Exercice 1
Recopiez à l'identique le passage de l'extrait sur les sportives transgenres qui va de « Il y a deux » à « corps d’un homme. ».

Extrait à lire

# # # # #

Elle a remporté le 500 yards féminin des championnats universitaires américains (NCAA), mais la nageuse transgenre Lia Thomas a le sourire triste et désabusé, et son trophée semble l’encombrer. S’est-elle jamais sentie plus seule qu’à cet instant, tandis que les trois concurrentes arrivées derrière elle – dont la médaillée d’argent du 1500 mètres des Jeux olympiques de Tokyo, Erica Sullivan – composent sur la 3e marche du podium un trio alternatif et joyeux. Hors champs, le public ne leur ménage pas ses vivats, après avoir seulement accordé à la vainqueure quelques applaudissements polis. Un contraste qui l’exclut davantage encore.

Il y a deux ans, cette photo a beaucoup circulé sur les réseaux sociaux. Elle résume en effet le dilemme de la participation aux grandes compétitions sportives de femmes transgenres, en raison de leur avantage physiologique supposé pour être nées et avoir grandi dans le corps d’un homme.

En dépit de l’hostilité d’une partie de ses paires, et dans un climat de guerre culturelle attisé par les conservateurs américains, Lia Thomas – membre de l’équipe masculine de l’université de Pennsylvanie avant d’obtenir le droit de concourir en tant que femme –, souhaitait participer aux qualifications pour les prochains Jeux olympiques. Mais on ne la verra pas à Paris car, en juin 2022, la Fédération internationale de natation excluait purement et simplement des compétitions les sportives transgenres, excepté celles n’ayant pas traversé la puberté masculine.

 

De Renée Richards à Cater Semenya

La polémique n’est pas neuve. Dans les années 1970, la tenniswoman transgenre Renée Richards suscitait le débat autour de sa participation à l’US Open. Plus récemment, celui-ci a été alimenté par les caractéristiques physiologiques de Caster Semenya, double championne olympique (2012 et 2016) et triple championne du monde du 800 m. En raison de son hyperandrogénie, la Sud-Africaine dût ensuite accepter de suivre un traitement pour abaisser son taux de testostérone, avant de s’y refuser quand la barre tomba de 10 à 5 nanomoles par litre de sang, renonçant ainsi à poursuivre sa carrière.

# # # # #

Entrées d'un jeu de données
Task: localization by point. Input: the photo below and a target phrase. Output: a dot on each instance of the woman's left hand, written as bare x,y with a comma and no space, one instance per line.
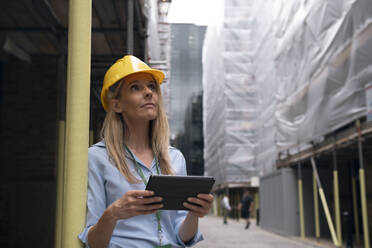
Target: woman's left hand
203,200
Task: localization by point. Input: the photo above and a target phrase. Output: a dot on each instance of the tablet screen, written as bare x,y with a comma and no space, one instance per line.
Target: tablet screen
176,189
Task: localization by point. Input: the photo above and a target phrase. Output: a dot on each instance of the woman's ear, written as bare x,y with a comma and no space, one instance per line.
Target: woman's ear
116,106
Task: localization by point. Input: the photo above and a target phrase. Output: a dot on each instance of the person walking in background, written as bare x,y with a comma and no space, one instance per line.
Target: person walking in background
245,207
226,208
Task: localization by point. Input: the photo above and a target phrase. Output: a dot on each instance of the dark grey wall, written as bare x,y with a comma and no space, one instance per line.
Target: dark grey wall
279,202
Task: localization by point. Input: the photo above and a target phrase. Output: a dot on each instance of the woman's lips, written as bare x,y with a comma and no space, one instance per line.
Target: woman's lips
148,105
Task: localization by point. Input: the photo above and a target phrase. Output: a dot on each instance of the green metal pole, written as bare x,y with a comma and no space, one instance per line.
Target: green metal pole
301,202
336,198
77,122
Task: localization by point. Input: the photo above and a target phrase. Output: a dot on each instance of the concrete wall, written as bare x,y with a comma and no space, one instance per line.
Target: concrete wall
28,132
279,202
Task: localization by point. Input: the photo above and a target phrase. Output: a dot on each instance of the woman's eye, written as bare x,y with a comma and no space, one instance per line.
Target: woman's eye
134,87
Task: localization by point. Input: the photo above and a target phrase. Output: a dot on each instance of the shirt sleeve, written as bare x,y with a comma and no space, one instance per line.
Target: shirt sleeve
180,165
96,197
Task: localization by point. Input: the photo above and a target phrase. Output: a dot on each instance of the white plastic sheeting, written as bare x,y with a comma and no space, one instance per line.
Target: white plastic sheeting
158,44
279,74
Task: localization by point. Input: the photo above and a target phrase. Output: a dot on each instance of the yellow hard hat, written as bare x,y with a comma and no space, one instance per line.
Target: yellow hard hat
123,67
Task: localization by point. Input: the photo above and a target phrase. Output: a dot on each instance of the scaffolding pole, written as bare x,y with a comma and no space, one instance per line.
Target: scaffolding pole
324,204
316,208
336,197
362,181
355,206
77,122
301,202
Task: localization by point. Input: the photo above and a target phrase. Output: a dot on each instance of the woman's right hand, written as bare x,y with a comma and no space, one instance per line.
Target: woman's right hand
134,203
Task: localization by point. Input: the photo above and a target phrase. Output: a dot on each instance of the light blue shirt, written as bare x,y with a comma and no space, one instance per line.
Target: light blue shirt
106,185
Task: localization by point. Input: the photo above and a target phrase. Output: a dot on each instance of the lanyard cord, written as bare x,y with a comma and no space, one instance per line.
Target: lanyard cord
140,172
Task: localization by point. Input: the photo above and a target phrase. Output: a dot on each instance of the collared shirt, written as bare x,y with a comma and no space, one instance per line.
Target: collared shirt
106,185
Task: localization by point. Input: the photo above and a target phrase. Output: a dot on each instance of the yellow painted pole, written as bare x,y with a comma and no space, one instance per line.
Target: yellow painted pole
325,205
301,205
364,207
301,202
61,154
77,121
91,137
355,207
336,198
363,196
337,206
316,208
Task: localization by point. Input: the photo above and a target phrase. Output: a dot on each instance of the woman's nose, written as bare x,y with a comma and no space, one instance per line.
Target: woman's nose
148,91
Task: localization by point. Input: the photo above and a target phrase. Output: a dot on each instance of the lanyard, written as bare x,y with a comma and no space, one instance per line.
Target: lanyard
140,172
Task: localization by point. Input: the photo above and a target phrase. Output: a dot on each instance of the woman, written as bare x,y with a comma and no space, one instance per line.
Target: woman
134,146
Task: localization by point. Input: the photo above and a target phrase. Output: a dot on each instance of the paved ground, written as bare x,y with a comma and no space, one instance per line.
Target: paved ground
233,235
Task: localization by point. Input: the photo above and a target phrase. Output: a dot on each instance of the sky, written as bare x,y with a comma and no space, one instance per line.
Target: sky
199,12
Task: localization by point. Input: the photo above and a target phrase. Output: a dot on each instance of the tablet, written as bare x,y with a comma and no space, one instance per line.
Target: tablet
176,189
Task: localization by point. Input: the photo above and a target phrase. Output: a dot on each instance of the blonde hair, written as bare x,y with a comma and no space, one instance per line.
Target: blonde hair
114,128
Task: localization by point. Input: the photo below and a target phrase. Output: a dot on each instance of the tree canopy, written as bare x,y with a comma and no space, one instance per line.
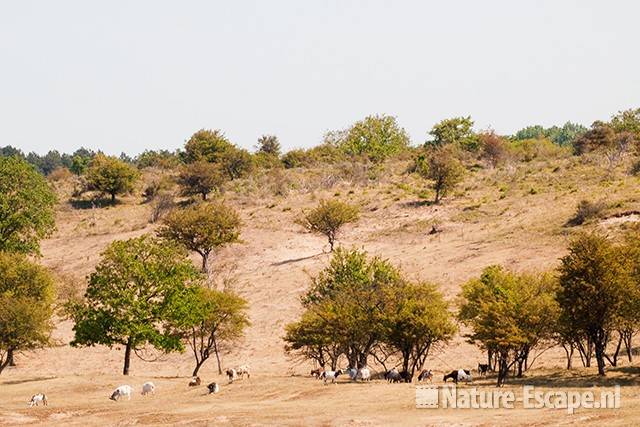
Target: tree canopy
26,207
111,175
128,297
202,228
26,299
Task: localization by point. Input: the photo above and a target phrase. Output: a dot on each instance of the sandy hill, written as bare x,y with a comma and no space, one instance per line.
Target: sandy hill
514,215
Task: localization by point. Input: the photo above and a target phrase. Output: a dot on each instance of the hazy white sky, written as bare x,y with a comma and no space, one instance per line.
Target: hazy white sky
132,75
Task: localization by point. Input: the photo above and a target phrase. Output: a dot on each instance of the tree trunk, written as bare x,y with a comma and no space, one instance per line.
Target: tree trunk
127,358
215,349
600,357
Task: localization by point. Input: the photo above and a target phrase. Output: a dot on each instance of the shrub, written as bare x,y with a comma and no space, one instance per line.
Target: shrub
328,217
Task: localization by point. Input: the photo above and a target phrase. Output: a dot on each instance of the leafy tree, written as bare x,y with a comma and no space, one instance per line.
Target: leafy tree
376,137
236,162
9,151
442,167
627,121
417,321
209,321
594,284
26,207
128,298
308,339
351,296
202,228
111,175
509,315
328,218
269,144
207,145
26,301
493,148
457,130
160,159
200,178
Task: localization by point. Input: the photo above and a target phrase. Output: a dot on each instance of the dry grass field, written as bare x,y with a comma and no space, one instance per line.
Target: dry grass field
515,216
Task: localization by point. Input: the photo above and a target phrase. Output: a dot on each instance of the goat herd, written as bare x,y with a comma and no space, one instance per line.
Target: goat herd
395,376
362,374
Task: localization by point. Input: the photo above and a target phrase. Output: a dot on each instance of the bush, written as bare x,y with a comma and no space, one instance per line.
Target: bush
328,217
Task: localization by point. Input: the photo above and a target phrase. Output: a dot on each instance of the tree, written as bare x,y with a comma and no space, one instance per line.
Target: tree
457,130
594,284
209,321
26,206
111,175
308,339
202,228
493,148
236,162
509,315
206,145
128,298
376,137
351,296
442,167
26,298
417,321
269,144
328,218
200,178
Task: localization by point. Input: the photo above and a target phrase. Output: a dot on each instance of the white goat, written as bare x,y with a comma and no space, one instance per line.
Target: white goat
148,388
36,399
123,390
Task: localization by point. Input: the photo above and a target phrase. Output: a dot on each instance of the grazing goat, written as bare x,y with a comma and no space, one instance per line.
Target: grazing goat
459,375
123,390
483,368
240,371
148,388
393,376
425,375
330,375
353,373
36,399
363,374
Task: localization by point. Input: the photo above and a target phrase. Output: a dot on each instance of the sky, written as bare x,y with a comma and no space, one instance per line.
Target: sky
135,75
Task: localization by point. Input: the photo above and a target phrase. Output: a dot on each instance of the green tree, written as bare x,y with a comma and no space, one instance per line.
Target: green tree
308,339
269,144
509,315
351,295
376,137
26,301
207,145
328,218
200,178
26,207
457,130
210,321
417,320
441,166
128,298
111,175
202,228
594,285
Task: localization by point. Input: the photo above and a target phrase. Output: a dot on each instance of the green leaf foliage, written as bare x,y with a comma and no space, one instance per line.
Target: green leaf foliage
26,207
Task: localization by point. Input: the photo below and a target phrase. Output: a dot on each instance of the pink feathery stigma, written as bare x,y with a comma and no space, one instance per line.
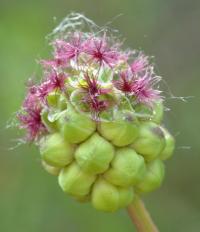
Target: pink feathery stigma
139,64
93,93
53,63
125,83
57,80
53,81
98,50
65,51
30,120
143,90
30,116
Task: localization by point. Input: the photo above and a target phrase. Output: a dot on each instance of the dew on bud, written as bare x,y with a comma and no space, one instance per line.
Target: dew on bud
55,151
150,141
153,177
169,145
76,127
127,168
74,181
94,155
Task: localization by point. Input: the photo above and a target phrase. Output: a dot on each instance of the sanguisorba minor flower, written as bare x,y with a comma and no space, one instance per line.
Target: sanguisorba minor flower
96,116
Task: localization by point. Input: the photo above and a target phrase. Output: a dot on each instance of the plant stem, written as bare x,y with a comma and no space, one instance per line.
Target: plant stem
140,216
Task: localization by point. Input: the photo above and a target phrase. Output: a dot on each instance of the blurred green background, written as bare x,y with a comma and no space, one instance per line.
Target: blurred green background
30,199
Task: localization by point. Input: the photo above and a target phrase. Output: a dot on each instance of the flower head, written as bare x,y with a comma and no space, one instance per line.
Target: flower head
65,51
98,49
140,63
143,90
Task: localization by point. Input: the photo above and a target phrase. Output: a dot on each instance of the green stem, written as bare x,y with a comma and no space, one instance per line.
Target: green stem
140,217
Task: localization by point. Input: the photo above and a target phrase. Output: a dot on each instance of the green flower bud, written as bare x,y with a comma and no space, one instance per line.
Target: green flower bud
62,103
122,131
127,168
109,198
82,199
150,141
105,196
94,155
76,127
51,169
74,181
169,145
126,196
153,177
55,151
53,98
51,126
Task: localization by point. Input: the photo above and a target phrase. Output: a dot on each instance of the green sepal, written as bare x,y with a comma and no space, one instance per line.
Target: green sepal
51,169
74,181
169,145
127,168
55,151
122,131
153,177
76,126
95,154
150,141
109,198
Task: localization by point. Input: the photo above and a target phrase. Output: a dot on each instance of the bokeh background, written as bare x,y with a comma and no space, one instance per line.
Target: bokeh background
30,199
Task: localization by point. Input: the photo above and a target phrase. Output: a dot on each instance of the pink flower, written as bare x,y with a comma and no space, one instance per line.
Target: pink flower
53,63
30,120
98,50
93,92
143,89
139,64
57,80
125,82
65,51
53,81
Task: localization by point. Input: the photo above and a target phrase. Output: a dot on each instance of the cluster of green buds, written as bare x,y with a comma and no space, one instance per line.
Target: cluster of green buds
96,117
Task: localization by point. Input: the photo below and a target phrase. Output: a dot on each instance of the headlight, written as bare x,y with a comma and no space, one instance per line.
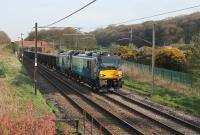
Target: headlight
102,75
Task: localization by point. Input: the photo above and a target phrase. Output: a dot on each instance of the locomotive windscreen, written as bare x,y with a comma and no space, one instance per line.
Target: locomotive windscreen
110,61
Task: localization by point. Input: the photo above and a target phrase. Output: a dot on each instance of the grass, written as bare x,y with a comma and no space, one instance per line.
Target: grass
164,96
16,88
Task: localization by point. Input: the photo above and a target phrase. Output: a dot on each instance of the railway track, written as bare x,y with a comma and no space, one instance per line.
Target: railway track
166,121
110,123
122,101
143,122
170,120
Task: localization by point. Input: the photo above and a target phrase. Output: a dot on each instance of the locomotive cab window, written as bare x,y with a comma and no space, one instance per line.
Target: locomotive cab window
110,61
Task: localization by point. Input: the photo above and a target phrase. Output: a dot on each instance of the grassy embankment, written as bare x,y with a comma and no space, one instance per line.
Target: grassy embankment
176,96
17,98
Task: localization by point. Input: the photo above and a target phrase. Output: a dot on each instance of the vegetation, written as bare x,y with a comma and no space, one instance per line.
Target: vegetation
168,97
61,38
168,58
21,112
179,29
171,58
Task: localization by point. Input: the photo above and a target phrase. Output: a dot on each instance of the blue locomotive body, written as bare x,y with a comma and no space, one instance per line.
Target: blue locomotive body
93,68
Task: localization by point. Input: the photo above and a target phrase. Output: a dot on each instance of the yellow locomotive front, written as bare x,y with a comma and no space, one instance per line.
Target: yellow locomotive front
110,73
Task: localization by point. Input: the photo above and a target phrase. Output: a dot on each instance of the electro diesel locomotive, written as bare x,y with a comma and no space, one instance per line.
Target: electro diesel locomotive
99,70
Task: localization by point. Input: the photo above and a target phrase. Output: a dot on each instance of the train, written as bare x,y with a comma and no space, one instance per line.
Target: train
101,71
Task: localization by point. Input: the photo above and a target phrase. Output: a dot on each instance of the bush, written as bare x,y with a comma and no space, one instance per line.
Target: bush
170,58
195,61
28,124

# # # # #

Exercice 2
Rassemblez toutes les lignes des entrées qui contiennent le mot « hill », en les recopiant sans modification.

Réponse attendue 1
Il y a deux ans, cette photo a beaucoup circulé sur les réseaux sociaux. Elle résume en effet le dilemme de la participation aux grandes compétitions sportives de femmes transgenres, en raison de leur avantage physiologique supposé pour être nées et avoir grandi dans le corps d’un homme.

Réponse attendue 2
Task: localization by point. Input: the photo above and a target phrase. Output: a dot on each instance of the sandy hill, written as bare x,y with a comma and no space, one instance per line.
Target: sandy hill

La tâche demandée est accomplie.